** Task description **
Below are records; please set down exactly the lines from the first through the one containing "box: [77, 22, 79, 41]".

** Available data **
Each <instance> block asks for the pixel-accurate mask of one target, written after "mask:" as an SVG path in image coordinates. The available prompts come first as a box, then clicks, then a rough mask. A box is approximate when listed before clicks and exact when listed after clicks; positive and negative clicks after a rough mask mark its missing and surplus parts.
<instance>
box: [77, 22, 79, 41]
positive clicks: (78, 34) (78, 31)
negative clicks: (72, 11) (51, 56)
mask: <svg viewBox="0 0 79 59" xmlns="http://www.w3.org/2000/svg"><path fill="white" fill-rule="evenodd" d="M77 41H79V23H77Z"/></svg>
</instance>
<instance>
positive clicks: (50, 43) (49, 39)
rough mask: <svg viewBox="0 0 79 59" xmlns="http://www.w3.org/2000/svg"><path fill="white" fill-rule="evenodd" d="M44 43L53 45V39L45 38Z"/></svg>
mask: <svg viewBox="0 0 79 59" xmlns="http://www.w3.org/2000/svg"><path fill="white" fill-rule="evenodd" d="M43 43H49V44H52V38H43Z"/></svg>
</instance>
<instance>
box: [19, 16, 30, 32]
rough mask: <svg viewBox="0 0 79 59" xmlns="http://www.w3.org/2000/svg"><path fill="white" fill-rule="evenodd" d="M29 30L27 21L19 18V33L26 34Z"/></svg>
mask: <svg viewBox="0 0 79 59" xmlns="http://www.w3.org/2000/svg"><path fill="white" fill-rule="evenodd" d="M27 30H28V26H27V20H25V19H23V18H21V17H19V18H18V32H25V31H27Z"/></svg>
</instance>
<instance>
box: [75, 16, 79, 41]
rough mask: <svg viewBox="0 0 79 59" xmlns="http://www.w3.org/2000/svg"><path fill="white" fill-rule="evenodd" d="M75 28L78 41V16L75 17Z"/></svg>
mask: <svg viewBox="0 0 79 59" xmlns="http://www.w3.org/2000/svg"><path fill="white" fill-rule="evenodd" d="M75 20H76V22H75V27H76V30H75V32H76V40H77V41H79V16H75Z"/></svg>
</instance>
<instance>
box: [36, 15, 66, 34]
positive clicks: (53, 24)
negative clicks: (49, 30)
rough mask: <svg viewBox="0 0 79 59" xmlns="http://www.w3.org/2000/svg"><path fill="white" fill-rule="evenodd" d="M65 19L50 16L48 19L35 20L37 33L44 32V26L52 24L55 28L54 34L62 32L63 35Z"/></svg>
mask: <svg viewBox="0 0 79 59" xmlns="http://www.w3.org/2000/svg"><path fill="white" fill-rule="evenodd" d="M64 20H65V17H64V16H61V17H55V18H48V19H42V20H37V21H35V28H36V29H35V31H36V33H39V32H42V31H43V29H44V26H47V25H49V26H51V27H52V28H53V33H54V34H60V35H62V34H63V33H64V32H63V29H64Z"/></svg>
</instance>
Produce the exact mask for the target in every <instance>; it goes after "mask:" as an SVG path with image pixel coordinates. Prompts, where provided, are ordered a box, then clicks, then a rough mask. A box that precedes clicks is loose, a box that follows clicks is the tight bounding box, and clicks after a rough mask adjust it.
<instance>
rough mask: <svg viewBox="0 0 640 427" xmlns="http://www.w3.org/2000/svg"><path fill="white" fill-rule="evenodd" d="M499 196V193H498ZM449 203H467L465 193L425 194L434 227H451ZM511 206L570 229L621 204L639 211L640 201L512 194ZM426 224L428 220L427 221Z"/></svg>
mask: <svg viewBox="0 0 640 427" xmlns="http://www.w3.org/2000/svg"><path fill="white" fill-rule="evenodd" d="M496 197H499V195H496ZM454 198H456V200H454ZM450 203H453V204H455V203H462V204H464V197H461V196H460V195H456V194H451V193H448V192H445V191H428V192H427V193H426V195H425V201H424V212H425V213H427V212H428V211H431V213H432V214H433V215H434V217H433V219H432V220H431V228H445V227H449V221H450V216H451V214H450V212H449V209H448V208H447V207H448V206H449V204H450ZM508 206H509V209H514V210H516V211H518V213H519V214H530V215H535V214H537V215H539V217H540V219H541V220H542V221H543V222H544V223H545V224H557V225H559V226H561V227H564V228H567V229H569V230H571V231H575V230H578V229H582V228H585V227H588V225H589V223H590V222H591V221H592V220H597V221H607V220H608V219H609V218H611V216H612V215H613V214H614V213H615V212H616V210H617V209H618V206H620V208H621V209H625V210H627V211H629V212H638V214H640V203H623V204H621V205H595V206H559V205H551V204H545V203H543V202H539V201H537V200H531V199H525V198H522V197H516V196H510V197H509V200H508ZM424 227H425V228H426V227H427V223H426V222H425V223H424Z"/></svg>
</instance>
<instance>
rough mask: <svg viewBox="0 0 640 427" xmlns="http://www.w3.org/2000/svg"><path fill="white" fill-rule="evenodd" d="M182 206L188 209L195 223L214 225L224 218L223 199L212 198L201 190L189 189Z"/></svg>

** Written response **
Each <instance> block asks for the pixel-accurate mask of one target, written after "mask:" as an SVG path in image coordinates. The available prompts come first as a box, then clicks, then a rough mask. A box is approximate when listed before clicks and exact when listed after clicks; positive and negative clicks after a rough mask mark its missing and surplus parts.
<instance>
box: [77, 22, 79, 41]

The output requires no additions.